## YOUR GOAL
Copy the material below from the line containing "of the shallow" through the end, substituting "still water" for "shallow water" and leaving everything else unchanged.

## RECORDS FOR THIS TASK
────────────────────────────────────────

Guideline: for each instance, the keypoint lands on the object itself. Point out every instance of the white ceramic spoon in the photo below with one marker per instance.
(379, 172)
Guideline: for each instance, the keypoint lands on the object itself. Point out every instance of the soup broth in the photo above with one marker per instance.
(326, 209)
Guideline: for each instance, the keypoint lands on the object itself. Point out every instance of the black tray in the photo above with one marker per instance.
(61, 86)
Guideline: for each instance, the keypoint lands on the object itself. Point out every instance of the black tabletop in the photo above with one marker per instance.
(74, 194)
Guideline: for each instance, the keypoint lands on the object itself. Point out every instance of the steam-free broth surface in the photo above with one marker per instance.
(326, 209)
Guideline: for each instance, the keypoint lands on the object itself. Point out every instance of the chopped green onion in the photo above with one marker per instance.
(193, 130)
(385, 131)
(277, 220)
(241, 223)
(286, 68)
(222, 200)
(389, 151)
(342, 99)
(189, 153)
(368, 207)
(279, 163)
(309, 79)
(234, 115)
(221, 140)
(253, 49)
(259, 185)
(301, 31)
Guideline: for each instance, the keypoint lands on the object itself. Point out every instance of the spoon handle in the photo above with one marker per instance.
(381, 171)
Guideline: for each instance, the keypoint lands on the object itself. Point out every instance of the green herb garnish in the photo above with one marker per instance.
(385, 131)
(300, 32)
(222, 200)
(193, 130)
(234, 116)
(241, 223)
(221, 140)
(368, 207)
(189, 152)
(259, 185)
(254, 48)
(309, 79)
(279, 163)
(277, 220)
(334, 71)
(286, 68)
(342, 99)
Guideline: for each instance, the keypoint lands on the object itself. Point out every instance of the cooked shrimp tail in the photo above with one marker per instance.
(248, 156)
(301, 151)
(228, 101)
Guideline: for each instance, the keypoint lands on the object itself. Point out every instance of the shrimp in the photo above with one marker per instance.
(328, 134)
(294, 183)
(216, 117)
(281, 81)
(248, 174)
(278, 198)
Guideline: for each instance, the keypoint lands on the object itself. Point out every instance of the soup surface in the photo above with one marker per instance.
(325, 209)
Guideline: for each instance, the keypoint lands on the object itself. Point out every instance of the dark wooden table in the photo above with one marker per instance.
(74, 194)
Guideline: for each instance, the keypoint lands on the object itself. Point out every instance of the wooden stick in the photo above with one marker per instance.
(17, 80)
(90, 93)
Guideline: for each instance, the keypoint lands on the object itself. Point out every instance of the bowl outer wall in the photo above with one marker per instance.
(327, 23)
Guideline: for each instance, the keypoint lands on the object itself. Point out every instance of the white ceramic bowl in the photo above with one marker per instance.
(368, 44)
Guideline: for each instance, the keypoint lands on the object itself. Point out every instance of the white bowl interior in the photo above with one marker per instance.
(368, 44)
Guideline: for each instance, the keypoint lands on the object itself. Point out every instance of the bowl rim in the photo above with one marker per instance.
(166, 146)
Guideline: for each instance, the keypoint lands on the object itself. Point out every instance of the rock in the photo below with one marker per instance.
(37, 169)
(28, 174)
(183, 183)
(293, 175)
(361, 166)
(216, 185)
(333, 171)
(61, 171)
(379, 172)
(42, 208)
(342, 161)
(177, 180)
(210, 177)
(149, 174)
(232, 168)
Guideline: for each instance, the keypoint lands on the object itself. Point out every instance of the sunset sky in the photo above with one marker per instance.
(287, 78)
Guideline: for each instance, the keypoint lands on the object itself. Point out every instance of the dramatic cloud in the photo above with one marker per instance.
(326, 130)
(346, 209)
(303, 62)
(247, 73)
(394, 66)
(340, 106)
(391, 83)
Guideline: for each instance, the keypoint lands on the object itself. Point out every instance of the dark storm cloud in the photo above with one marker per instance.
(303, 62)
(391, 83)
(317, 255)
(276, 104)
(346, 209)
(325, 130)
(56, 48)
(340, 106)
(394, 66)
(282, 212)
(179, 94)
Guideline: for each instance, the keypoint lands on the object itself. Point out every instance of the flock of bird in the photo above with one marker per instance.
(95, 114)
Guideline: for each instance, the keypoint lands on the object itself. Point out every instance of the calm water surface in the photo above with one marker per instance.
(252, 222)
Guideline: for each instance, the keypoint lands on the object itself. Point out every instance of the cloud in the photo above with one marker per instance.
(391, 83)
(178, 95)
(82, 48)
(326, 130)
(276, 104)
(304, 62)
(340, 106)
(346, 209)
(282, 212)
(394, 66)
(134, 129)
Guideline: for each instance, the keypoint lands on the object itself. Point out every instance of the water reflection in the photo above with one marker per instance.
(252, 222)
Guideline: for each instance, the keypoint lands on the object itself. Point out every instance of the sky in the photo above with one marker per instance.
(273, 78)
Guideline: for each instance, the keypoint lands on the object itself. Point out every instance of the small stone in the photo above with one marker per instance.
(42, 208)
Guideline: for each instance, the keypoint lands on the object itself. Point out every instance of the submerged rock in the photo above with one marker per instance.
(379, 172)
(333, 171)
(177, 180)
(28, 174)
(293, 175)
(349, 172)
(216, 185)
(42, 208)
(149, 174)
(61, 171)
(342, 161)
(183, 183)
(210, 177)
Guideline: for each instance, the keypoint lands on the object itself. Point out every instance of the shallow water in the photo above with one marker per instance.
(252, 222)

────────────────────────────────────────

## SOLUTION TO THIS PROBLEM
Guideline: for each instance, the keypoint lands on the object itself. Point out every instance of the still water in the photo above with one marker per instance.
(252, 222)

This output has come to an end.